Problems and tasks:
- A) In the text on poverty in Duisburg, how many children under the age of 16 were affected by poverty in Germany in 2019?
- B) From the text on poverty in Duisburg, write out the part that opens with the words "Toby Binder has" and closes with "Henri Nannen Prize.", changing "portraits" to "photographs".

Selected extract:
::::

Germany: Being poor in Duisburg
Compared to Niger, Burkina Faso or Haiti, for example, there is no real hardship in Germany. When a family’s income is far below the average German income, however, and taking the established costs of living into account, poverty does exist, even in this rich country.
According to a UNICEF report on the situation of children in Germany, almost 1.5 million children under the age of 16 were affected by poverty in 2019. And the risk of being one of them has even increased due to the coronavirus pandemic. Duisburg-Hochfeld is one of the places where you can see what that actually means.
The partial closure of schools has worsened the already existing educational disadvantages and the social disintegration of many young people here. They have a German passport, but do not feel at home anywhere, they don’t feel ‘truly German’. They live without a perspective for the future. Biker gangs as well as Arab and Eastern European clans offer themselves as alternatives. Pressure is put on young people from all sides here.
Toby Binder has portrayed these young people who often have to live ten at a time in two-room apartments: their boredom between closed shops and abandoned factories, their hanging around on the streets, their posing, their aggressiveness even at the age of only eight or nine. Poverty in Germany looks different from poverty in Niger or Haiti. But it is there.
Photographer: Toby Binder, Germany
Toby Binder, born 1977 in Esslingen, studied at the Stuttgart Academy of Arts and Design. Both everyday life and post-war and crisis situations are among his main topics. For his photo series, Binder traveled to many countries in Africa, Asia, Latin America and Europe.
His series and portraits have been published, among others, in Stern Magazine, Die ZEIT, The Guardian, Le Monde, NZZ and The Washington Post. Binder has also won the Sony World Photo Award and the Henri Nannen Prize.

::::

Extracted records:
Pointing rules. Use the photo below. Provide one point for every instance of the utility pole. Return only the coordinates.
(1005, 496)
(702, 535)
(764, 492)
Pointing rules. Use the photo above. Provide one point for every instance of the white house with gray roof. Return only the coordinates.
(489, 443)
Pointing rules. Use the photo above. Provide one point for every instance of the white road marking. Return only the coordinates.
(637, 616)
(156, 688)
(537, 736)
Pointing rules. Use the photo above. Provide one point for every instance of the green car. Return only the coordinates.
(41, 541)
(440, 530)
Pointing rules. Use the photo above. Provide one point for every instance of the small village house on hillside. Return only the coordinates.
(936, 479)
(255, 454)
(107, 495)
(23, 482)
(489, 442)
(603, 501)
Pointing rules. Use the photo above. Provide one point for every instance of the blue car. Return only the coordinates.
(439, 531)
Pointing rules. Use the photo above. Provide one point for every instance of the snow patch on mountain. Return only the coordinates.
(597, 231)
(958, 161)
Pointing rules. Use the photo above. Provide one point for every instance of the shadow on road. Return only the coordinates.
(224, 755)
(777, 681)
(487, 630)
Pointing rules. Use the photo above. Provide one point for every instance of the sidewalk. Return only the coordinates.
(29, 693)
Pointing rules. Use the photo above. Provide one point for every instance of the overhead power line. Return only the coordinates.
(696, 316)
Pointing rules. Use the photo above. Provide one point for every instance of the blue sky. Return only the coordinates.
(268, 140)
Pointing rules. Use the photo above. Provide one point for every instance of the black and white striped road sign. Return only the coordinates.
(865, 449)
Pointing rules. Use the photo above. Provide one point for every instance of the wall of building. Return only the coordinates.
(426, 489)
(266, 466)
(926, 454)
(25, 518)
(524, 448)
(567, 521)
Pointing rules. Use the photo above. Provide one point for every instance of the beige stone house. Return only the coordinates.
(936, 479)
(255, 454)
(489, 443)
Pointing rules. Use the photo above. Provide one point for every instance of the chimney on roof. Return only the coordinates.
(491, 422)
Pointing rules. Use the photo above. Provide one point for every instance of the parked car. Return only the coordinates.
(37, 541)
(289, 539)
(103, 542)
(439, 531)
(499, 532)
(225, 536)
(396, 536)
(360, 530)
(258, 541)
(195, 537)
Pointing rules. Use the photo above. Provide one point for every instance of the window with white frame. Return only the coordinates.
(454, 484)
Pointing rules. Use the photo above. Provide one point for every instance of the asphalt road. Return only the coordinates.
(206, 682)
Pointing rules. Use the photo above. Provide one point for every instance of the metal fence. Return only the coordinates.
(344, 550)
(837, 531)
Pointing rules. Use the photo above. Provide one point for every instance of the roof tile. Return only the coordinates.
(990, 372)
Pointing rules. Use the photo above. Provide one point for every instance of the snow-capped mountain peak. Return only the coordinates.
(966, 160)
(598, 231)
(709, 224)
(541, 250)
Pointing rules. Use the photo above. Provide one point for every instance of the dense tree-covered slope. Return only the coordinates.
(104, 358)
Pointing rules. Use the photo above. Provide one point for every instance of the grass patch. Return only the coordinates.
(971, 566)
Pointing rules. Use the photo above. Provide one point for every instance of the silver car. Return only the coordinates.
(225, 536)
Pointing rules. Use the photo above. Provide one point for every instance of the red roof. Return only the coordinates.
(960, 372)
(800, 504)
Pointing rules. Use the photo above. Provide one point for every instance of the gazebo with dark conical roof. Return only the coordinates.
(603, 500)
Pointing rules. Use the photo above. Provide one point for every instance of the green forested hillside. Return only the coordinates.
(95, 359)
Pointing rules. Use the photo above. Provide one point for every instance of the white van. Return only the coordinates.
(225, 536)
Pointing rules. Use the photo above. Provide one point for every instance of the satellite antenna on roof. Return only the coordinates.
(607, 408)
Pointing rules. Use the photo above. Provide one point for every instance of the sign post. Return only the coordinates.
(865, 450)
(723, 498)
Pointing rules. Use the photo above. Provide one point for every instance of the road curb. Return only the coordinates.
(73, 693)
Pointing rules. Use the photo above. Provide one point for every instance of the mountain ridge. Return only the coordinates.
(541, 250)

::::

Responses to the exercise:
- A) Almost 1.5 million children.

- B)
Toby Binder has portrayed these young people who often have to live ten at a time in two-room apartments: their boredom between closed shops and abandoned factories, their hanging around on the streets, their posing, their aggressiveness even at the age of only eight or nine. Poverty in Germany looks different from poverty in Niger or Haiti. But it is there.
Photographer: Toby Binder, Germany
Toby Binder, born 1977 in Esslingen, studied at the Stuttgart Academy of Arts and Design. Both everyday life and post-war and crisis situations are among his main topics. For his photo series, Binder traveled to many countries in Africa, Asia, Latin America and Europe.
His series and photographs have been published, among others, in Stern Magazine, Die ZEIT, The Guardian, Le Monde, NZZ and The Washington Post. Binder has also won the Sony World Photo Award and the Henri Nannen Prize.